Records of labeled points
┌──
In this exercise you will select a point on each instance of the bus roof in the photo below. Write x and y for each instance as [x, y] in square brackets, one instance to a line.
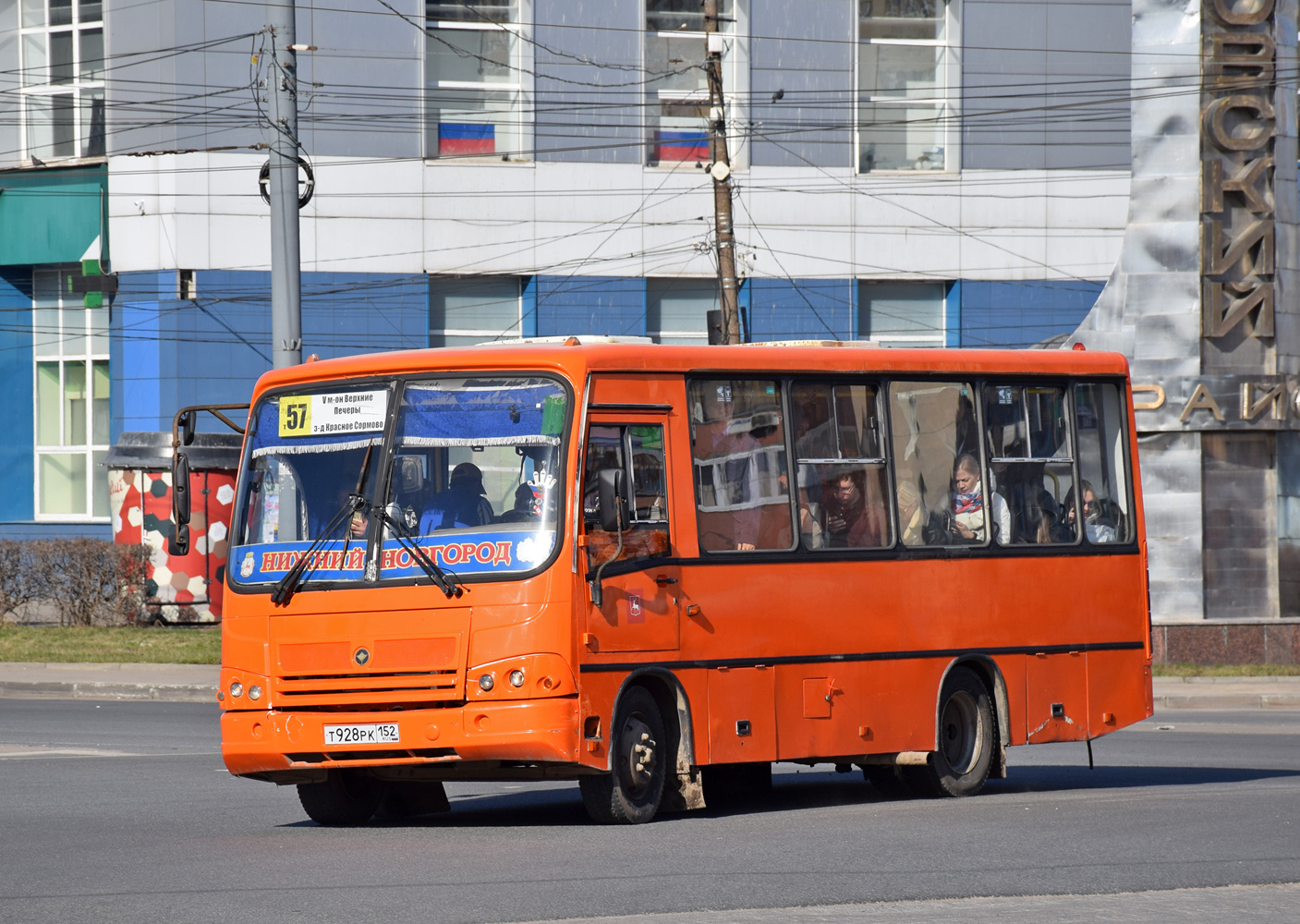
[575, 358]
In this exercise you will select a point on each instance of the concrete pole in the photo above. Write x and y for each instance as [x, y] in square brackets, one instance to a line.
[286, 312]
[721, 172]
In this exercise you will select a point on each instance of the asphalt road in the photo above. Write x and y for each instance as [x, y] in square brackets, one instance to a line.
[122, 812]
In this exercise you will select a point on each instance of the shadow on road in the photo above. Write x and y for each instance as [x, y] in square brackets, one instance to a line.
[562, 808]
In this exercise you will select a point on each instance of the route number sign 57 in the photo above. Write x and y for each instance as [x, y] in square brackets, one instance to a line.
[296, 416]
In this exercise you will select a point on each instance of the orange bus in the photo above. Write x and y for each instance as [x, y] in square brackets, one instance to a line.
[658, 569]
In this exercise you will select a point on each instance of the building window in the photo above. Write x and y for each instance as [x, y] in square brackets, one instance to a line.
[61, 61]
[72, 400]
[905, 69]
[677, 89]
[677, 310]
[903, 313]
[468, 310]
[478, 95]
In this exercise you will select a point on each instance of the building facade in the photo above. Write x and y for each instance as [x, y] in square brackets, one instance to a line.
[913, 172]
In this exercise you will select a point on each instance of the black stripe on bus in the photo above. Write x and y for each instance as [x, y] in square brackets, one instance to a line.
[629, 408]
[863, 656]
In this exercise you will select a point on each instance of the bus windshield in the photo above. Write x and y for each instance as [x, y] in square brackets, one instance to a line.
[469, 476]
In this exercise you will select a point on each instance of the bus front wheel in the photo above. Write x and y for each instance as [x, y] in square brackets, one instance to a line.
[960, 767]
[632, 792]
[345, 796]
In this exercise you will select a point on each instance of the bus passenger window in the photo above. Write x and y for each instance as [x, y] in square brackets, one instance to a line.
[1104, 490]
[842, 468]
[942, 494]
[737, 446]
[1031, 463]
[610, 447]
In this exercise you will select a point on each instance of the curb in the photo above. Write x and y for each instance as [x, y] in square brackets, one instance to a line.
[1229, 700]
[172, 693]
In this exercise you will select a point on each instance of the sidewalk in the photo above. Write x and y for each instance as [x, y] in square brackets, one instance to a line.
[198, 684]
[172, 683]
[1226, 693]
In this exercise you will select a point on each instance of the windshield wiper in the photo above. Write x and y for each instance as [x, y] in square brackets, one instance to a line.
[286, 585]
[446, 582]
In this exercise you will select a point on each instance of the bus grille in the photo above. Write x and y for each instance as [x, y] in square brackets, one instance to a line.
[376, 687]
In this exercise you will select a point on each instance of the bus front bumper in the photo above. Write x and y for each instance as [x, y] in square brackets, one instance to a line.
[534, 731]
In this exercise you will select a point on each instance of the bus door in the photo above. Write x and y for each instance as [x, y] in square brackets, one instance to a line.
[639, 598]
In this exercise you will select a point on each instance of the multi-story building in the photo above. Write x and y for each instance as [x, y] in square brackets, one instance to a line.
[906, 170]
[912, 172]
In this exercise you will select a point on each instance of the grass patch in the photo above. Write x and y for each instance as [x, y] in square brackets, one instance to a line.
[1225, 670]
[101, 645]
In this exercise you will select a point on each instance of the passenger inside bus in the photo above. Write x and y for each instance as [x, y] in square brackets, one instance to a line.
[462, 505]
[524, 508]
[1100, 518]
[968, 515]
[852, 518]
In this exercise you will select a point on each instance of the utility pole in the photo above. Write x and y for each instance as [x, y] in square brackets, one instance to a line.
[286, 310]
[721, 172]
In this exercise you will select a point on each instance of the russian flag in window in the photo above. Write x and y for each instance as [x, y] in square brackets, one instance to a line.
[466, 138]
[679, 146]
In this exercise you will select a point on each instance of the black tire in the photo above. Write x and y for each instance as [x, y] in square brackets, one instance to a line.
[632, 793]
[345, 798]
[966, 737]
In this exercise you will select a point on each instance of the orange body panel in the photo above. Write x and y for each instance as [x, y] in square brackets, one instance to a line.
[821, 659]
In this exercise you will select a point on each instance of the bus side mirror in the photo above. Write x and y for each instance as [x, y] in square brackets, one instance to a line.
[614, 499]
[188, 428]
[181, 489]
[179, 542]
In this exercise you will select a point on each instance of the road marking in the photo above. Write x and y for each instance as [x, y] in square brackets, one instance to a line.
[43, 751]
[1212, 906]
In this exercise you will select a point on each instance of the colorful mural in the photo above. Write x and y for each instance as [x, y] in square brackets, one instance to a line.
[179, 588]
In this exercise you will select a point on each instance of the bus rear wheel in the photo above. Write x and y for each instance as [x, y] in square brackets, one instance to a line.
[347, 796]
[632, 792]
[961, 764]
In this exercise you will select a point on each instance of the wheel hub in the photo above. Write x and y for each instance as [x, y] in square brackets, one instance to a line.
[961, 732]
[639, 755]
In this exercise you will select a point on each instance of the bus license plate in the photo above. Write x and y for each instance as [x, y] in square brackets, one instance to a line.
[383, 733]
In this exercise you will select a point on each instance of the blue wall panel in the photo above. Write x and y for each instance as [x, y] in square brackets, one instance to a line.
[1022, 313]
[782, 310]
[16, 411]
[590, 304]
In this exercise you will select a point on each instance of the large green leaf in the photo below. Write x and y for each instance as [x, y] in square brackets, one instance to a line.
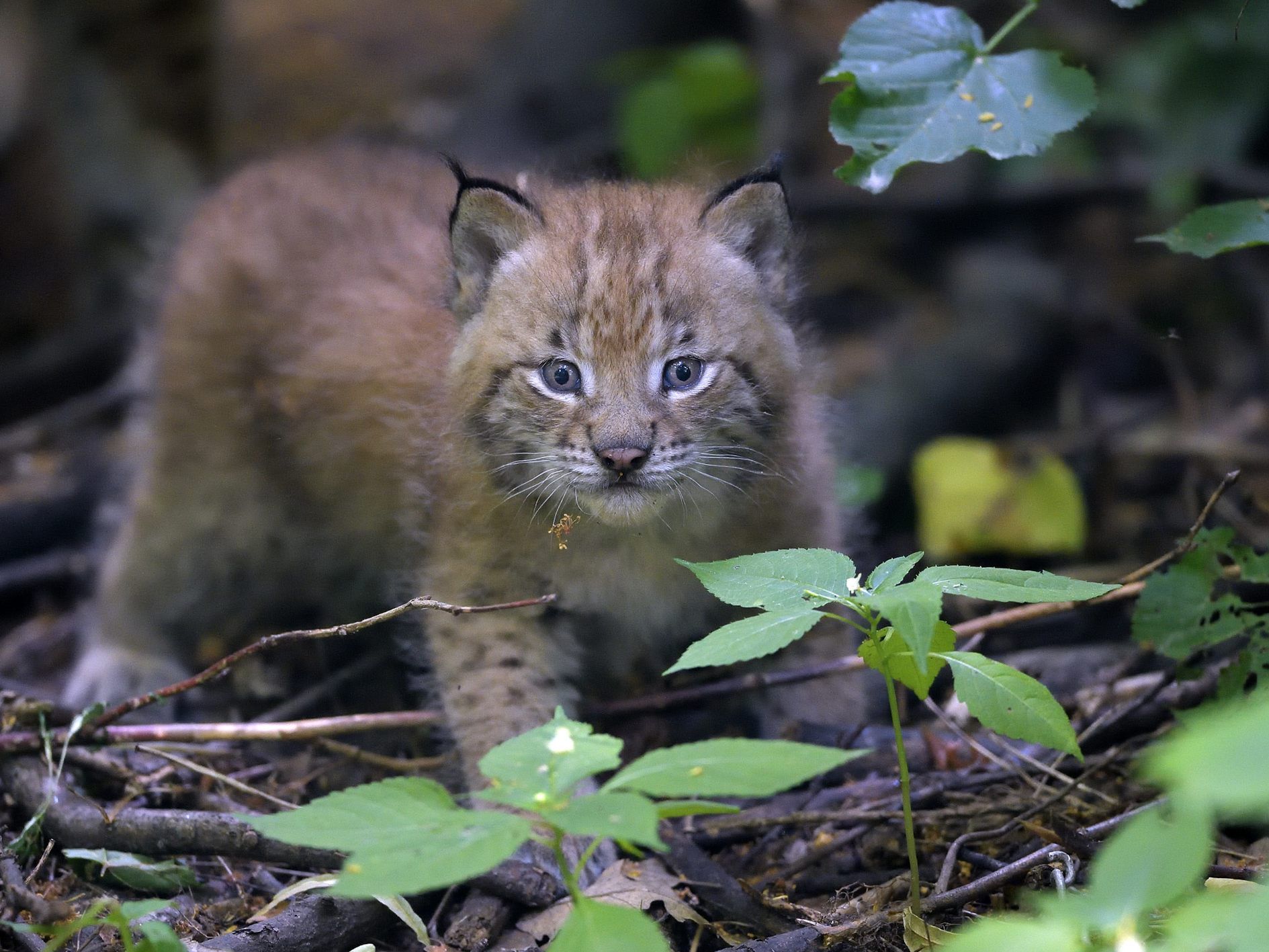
[1010, 702]
[899, 663]
[541, 767]
[402, 836]
[746, 639]
[1014, 933]
[778, 579]
[919, 89]
[1216, 229]
[913, 608]
[1146, 865]
[628, 816]
[1010, 585]
[732, 767]
[1219, 761]
[599, 927]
└──
§ **Problem statement**
Using the material above, retype each entry exactly and omit the pictures.

§ **Output below**
In this exercise you will select a point on each instance of the bus roof in the photo below. Write x and y for each instance as [x, y] in square brackets, one instance to a line.
[575, 358]
In this exercise you will select a point on each instance of the concrete pole in the photo above. Write x and y for each instance as [x, y] in square brackets, one instance to a line.
[286, 312]
[721, 172]
In this exercise you will select a point on each instance of the asphalt road in the photo above. Write x and y for each instance as [x, y] in square brackets, one instance to a line.
[122, 812]
In this exercise you will select a point on each instance of the shadow on road in the photo above. Write x and y for each instance as [x, y] in square brackets, one instance to a line.
[562, 808]
In this exercise you will select a point on each instance of the route number sign 57 in the photo above. Write x and y for each instance as [x, y] in square brackets, one instance to a line.
[296, 416]
In this exercise you will select a point on each instance of the orange bus in the photo above. Write x and y for each instance as [x, y] in square brackets, one instance to a line.
[658, 569]
In this exercise you will select a point on each instance of the building window in the photo above. Write x and y for each instance as [x, y] in square brackets, one instance to a line.
[61, 61]
[72, 400]
[905, 69]
[677, 89]
[677, 310]
[903, 313]
[468, 310]
[478, 95]
In this exercise you will select a point on each instance of the building facade in the photo above. Write x and y for each instance as [x, y] in square brackets, one instance to a line.
[913, 172]
In this exercise you will select a point on each instance of the black stripe on bus in the photo above. Write x and y for each instance as [x, y] in square brackets, one instance to a line.
[629, 408]
[863, 656]
In this exercise you will select a point on each instance of the bus windshield in the photo above. Write x and y for each instance as [x, y] in square brackets, one instance to a line.
[469, 476]
In this exercise you will select a point on each instance of the bus front wheel in the photo above. Write x and y for each instance as [x, y] in square brackets, one instance to a line.
[960, 767]
[632, 792]
[345, 796]
In this exercise you will select a point on each instance of the bus passenger window in the photo above. Write x and y for each instance as [x, y] in square brackets, one instance to a line.
[1104, 490]
[842, 468]
[942, 494]
[737, 446]
[1031, 463]
[610, 447]
In this exercise you will select a point on each instance of the curb in the photo above. Write x and y for each instance as [x, y] in square brackets, one instance to a line.
[1229, 700]
[172, 693]
In this exercise you will select a point on each instance of the sidewalk in the photo above. Write x and y for each instance as [x, y] in square brackets, one instance to a line.
[198, 684]
[172, 683]
[1226, 693]
In this exercise you will select a point on each instance of the windshield wiper in the photo above. Write x and y for each instance as [x, y] in square brackets, one instance to a line.
[286, 585]
[446, 582]
In this exercise you will select a point on each instance of the bus grille in the photo above. Write x and y for each instance as [x, y] in square brackets, one instance to a line.
[376, 687]
In this exercise you will select a point on each instance of the bus front bumper in the photo above. Write x and y for each instance as [x, y] in square brackets, one instance to a line.
[534, 731]
In this exercise you will select a point on each instance of the bus door in the photo above. Write x and y for each instance as [x, y] in square brackets, one instance to a line.
[639, 598]
In this exercise you will select a point on each instance of the multi-story building in the photo above. Write x and y for each instance as [x, y] in square brackets, one instance to a line.
[906, 170]
[912, 172]
In this exercise you will select a point on each instance of the grass patch in the photo above. Write x and y for each instance as [x, y] in square brackets, one instance to a line.
[1225, 670]
[101, 645]
In this exercise you will select a point on each instance of the passenger inside bus in the photo above. Write x and y for each instance as [x, y] in square brackets, one instance to a line.
[462, 505]
[524, 508]
[1100, 518]
[968, 515]
[852, 518]
In this exercise you will select a point on each instance of the utility pole in the photo above. Write x and y for each instance as [x, y] in square brackets, one instance to a line.
[286, 310]
[721, 172]
In this exercise you will select a point on each instance of the russian flag in window in the photo above. Write x and y for each instance as [x, y] in square brackets, one instance to a line.
[466, 138]
[679, 146]
In this exercise you will select a point on each instance of the black tire in the photo above. Write x and y for each instance as [x, y] in square brackets, one instance to a line.
[632, 793]
[345, 798]
[966, 737]
In this exercise you will select a point on each instance of the orange body panel in the photo above. Write x and y for each instance as [x, y] in square brackets, one instance to a line.
[821, 659]
In this exercise you will select a point on each instance of the bus side mirror in the photo above. Write x and y for each instance as [x, y] in square brackets, one instance to a line.
[614, 499]
[188, 428]
[181, 489]
[179, 542]
In this exercise you will select a point on each instance of the road marking in the photo above. Write x and y for each instance as [x, y] in square brackets, one instance to a line.
[43, 751]
[1212, 906]
In this exercise you will select a point on each instance of the colorful mural in the photo above. Write x and y for each instance as [x, y] in square brackets, one instance to a line.
[179, 588]
In this exercise you will select a point on each instance of the bus rear wheel in the photo above. Write x and y for each instance as [x, y] in square brackets, one instance to a line.
[347, 796]
[632, 792]
[961, 764]
In this exercise you will select a point on each instance of the wheel hub in the photo above. Write x and y for each instance as [x, y] in square brackets, one instance to a line.
[961, 732]
[639, 755]
In this exercise you will select a point on each instance of the bus license plate in the photo above. Write x and y for each instance as [x, y] in square brackets, one instance to a line.
[383, 733]
In this exercise you will select a point on each instance of the blue wall panel in the photo above. Write x and y for each instance as [x, y] in square brackets, one instance to a line.
[1022, 313]
[782, 310]
[16, 411]
[590, 304]
In this exercise you will select a point on each instance of the large green leaf in the photo below. Write x and y for each instance as [x, y] in square brackets, one instance to a line.
[1010, 702]
[899, 663]
[541, 767]
[402, 836]
[746, 639]
[1014, 933]
[778, 579]
[919, 89]
[1216, 229]
[913, 608]
[1146, 865]
[628, 816]
[1010, 585]
[732, 767]
[1219, 761]
[599, 927]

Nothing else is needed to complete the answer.